#### SUPPLIED PASSAGE:
— START —
The linkage device 113 is used to control whether the trimming head 11 is feeding or not. The linkage device 113 has a first equilibrium state that makes the trimming head 11 to be unable to feed. At this time, the trimming head 11 is in a working state. The linkage device 113 also has a second equilibrium state in which the trimming head 11 can feed the trimming line, and the trimming head 11 is in a autonomously feeding state at this time. In this example, the linkage device 113 can autonomously identify a effective length of the trimming line 15 and can autonomously adjust the trimming head 11 to enter the first equilibrium state or the second equilibrium state according to the length of the effective portion 15a of the trimming line 15, that is to adjust the trimming head 11 to autonomously enter the working state or the autonomously feeding state. It needs to be emphasized that, for the linkage device 113, the autonomous reorganization and adjustment of the working mode of the trimming head 11 is based on the linkage device 113 itself, and there is no need to accept an input from an outside or an indication signal for feeding the line or trimming. The indication signal mentioned here includes a signal that causes the linkage device 113 to switch modes due to an external force, electrical signal, magnetic force, or other force generated by the outside on the trimming head 11. In some common indication signals, it generally includes: tapping the shell of the trimming head 11 to make the spool 112 and the head housing 111 produce a speed difference to feed the trimming line; adjusting the speed through a switch to make the spool 112 and the head housing 111 to produce a speed difference to feed the trimming line; inducting the current change through a sensor induces in the motor to cause a speed difference between the spool 112 and the head housing 111 to feed the trimming line. In addition, the rotation speed of the trimming head 11 in this example is constant, and there is no need to change the rotation speed of motor 122 to make the spool 112 to have a speed change to obtain the speed difference between the head housing 111 and the spool 112 to perform line feeding.
— END —
#### RECORDS PROVIDED:
— START —
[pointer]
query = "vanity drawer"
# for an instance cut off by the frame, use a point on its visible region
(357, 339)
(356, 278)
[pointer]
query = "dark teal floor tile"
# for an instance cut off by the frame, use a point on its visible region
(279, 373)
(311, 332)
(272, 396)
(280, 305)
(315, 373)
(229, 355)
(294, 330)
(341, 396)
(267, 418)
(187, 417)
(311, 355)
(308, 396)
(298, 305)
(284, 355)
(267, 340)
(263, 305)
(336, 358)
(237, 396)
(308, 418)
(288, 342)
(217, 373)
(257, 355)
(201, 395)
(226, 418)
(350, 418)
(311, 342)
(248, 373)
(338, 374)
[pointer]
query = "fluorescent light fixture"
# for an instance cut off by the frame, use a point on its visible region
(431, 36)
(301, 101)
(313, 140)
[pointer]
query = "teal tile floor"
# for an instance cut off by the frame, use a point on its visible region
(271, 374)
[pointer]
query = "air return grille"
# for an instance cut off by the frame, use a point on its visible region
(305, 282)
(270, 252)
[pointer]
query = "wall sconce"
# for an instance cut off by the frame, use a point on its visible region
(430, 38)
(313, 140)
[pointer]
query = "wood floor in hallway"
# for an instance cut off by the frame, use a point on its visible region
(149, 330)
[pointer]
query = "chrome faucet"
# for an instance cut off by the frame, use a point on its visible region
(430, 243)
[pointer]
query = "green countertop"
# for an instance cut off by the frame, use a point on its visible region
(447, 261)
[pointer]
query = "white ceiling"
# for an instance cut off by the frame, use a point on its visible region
— END —
#### REQUIREMENTS:
According to the trimming head passage, what is the rotation speed of the trimming head in this example? Rely only on the trimming head passage, not on the material.

#### EXERCISE ANSWER:
It is constant.